- [What you are asked to do]:
Give a verbatim repeat of the lines that run from the line containing "For every instance of the outstretched" to the end of the data below.
[[ Records provided, beginning ]]
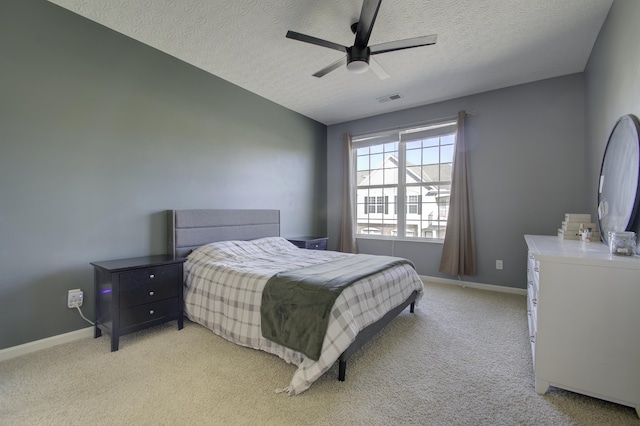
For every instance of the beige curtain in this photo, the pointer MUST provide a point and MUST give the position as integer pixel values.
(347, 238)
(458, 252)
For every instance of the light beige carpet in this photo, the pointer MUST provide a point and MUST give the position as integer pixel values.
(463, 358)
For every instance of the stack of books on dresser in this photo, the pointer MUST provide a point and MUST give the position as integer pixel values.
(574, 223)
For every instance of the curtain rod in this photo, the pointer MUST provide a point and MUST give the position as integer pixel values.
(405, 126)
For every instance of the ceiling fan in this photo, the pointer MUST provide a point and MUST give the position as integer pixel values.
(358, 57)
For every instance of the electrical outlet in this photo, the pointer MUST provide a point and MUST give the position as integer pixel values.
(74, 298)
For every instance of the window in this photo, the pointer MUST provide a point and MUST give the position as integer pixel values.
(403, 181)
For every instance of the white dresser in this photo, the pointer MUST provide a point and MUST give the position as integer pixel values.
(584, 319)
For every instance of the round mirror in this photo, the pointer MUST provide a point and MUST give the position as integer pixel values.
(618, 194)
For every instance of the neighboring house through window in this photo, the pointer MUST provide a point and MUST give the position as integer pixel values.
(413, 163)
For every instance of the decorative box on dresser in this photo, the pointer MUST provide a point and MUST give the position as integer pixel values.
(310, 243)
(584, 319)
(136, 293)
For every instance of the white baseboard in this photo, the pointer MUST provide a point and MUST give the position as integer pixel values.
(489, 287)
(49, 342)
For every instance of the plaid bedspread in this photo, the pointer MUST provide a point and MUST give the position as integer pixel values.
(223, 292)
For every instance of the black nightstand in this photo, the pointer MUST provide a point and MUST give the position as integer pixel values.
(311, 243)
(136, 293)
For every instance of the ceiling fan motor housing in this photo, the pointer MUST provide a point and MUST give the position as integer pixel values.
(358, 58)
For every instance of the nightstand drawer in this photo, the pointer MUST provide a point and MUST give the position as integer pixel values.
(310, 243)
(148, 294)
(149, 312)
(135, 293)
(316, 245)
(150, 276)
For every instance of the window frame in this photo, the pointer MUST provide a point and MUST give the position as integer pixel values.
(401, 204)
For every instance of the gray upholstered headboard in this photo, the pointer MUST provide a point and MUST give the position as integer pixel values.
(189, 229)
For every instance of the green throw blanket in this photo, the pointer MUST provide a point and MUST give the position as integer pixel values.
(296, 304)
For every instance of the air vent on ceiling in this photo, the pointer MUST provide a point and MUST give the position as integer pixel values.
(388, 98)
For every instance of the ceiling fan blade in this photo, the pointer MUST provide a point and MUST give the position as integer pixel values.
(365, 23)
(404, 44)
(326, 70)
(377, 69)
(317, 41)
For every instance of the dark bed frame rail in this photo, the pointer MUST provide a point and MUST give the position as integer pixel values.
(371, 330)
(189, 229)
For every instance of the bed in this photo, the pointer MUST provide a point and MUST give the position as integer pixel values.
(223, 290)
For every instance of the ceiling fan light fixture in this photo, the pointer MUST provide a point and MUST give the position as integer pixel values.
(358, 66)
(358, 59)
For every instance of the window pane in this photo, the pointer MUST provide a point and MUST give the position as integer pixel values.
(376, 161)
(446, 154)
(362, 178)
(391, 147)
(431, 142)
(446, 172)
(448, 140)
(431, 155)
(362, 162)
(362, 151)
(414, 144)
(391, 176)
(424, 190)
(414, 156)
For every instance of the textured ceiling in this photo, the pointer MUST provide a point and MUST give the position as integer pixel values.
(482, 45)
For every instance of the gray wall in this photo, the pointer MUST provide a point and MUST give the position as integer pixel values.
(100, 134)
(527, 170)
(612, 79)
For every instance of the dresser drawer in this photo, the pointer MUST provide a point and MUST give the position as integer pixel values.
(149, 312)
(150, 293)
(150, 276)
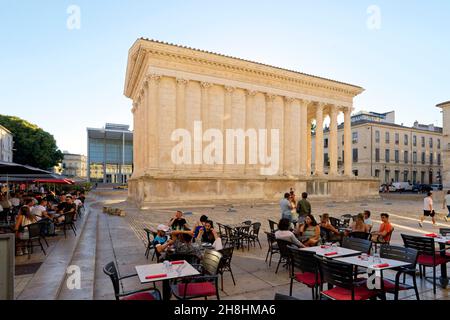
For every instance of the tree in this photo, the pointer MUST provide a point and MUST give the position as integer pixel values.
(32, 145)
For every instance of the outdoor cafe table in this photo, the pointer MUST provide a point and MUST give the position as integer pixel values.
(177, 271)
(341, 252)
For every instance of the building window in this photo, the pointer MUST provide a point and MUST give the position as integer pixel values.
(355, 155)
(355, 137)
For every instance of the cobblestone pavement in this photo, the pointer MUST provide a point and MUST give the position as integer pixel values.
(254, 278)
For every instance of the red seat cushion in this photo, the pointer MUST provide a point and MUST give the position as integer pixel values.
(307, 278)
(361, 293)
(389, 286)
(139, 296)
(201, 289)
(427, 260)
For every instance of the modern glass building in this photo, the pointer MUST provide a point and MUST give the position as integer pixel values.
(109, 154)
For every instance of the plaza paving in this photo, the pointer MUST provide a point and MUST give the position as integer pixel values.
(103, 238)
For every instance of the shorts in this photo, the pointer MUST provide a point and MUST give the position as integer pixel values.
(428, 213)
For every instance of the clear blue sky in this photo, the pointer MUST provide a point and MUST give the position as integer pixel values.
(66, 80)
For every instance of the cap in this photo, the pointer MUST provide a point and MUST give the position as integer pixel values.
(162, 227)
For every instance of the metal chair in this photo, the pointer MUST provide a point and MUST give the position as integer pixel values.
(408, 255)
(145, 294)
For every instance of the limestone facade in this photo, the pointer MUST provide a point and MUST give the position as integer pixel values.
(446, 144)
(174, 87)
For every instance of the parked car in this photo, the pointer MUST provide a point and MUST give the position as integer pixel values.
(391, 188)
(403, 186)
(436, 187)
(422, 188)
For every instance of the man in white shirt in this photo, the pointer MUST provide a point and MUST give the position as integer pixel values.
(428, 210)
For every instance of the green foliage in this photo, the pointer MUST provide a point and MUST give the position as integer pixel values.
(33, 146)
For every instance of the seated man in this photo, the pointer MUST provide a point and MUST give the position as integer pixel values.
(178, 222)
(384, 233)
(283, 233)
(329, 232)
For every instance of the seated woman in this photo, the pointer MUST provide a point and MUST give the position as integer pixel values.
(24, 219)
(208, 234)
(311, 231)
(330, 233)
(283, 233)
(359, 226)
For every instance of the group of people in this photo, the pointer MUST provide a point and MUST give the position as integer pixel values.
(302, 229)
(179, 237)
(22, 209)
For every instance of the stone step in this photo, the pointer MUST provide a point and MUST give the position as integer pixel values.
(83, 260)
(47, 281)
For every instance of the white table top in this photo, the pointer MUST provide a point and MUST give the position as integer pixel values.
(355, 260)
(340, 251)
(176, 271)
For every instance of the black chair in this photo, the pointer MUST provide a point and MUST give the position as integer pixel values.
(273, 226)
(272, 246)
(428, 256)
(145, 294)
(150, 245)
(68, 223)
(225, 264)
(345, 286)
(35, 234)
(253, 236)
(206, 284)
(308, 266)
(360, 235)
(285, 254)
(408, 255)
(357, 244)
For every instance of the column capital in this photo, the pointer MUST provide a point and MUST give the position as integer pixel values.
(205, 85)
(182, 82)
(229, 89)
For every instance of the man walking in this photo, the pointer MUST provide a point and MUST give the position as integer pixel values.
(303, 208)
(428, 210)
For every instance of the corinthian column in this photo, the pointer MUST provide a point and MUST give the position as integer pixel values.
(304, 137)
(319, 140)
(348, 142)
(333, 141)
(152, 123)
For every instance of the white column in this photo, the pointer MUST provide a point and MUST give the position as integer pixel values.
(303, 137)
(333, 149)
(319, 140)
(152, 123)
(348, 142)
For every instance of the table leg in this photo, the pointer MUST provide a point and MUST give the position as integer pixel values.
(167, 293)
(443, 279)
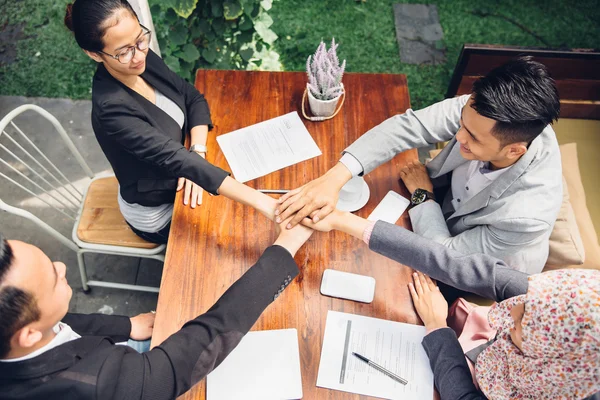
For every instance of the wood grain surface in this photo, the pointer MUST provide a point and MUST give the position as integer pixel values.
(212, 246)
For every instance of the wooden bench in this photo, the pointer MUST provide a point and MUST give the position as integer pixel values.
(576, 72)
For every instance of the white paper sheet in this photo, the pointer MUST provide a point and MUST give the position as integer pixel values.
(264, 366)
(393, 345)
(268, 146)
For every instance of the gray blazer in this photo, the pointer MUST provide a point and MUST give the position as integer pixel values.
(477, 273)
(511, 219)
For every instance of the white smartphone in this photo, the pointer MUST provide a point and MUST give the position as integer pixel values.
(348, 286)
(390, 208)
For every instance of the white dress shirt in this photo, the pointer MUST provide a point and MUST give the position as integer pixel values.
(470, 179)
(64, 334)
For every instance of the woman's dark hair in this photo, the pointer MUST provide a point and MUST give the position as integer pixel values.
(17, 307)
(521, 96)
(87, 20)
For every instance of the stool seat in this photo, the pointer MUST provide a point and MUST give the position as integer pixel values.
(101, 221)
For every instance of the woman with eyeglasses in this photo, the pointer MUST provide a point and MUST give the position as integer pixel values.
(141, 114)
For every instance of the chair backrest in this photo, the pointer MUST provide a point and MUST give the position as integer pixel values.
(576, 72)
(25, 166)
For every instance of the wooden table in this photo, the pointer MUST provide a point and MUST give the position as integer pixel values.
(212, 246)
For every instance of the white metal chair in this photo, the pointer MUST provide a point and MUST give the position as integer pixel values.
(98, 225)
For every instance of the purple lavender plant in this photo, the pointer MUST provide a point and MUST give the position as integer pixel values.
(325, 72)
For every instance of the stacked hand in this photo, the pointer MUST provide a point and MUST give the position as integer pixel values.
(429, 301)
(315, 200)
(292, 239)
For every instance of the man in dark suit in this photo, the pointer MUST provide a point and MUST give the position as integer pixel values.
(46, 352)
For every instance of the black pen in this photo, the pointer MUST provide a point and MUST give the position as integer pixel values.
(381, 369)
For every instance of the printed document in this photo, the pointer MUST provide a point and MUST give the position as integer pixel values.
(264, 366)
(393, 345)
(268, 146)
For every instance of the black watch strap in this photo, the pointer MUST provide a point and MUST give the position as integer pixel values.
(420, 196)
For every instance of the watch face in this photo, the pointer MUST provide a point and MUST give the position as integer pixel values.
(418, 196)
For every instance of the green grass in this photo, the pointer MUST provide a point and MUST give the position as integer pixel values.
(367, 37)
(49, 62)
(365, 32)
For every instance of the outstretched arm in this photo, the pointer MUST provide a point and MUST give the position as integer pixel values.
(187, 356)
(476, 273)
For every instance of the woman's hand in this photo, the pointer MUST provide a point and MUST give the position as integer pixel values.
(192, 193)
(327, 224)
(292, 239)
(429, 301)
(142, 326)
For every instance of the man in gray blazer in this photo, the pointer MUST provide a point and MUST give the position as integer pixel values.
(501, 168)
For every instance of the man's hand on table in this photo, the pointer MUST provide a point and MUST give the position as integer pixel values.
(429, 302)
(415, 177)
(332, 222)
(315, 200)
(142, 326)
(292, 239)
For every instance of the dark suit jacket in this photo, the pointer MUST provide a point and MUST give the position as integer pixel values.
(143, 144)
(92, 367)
[[ Records provided, end ]]
- [Solution below]:
For every instance of the outstretched arm in this photo, the pointer MUST provide a point and MUST give the position as integer pixel values.
(187, 356)
(476, 273)
For every instance of the woman's hand in this photo, the pointer MUST provide a point and MUST give the position as integer pixel values.
(192, 193)
(327, 224)
(292, 239)
(429, 301)
(142, 326)
For every instance of the man in gray blazer in this photo, the pointer MUST provide a point and MUST give the position as integer pixel values.
(501, 168)
For every instance of the man's hand on table in this photo, the pointer MUST provide a point and MUST give the position as integer pixel values.
(429, 302)
(415, 177)
(332, 222)
(315, 200)
(142, 326)
(292, 239)
For every instance of the dark suit jacket in this photo, the pointer MUST provide a point and MUST give the position as integer pixel values.
(143, 144)
(92, 367)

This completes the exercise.